- **What to produce**: Please revise all the data below so that "sandstone" becomes "limestone" and nothing else changes. Leave the pictures out of your answer.

━━━

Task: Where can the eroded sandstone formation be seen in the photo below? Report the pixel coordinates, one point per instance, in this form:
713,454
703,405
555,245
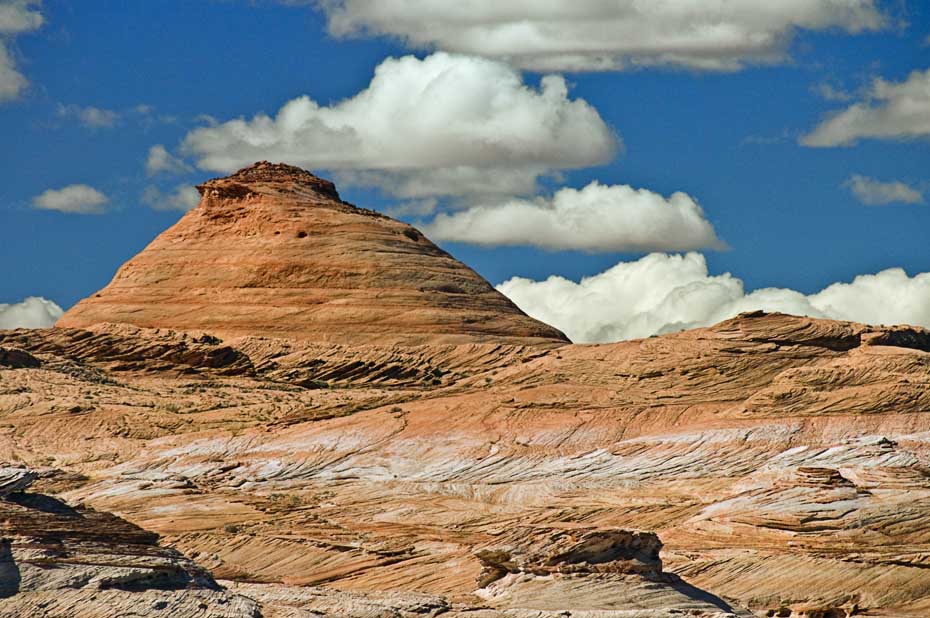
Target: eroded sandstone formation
58,561
438,465
272,250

━━━

- **Output**:
Task: Where can the eroded limestone formation be seen in the photo below? Report the pixel coordinates, one point per instance, in this form:
713,454
703,405
555,245
Target: eroded limestone formation
58,561
438,465
272,250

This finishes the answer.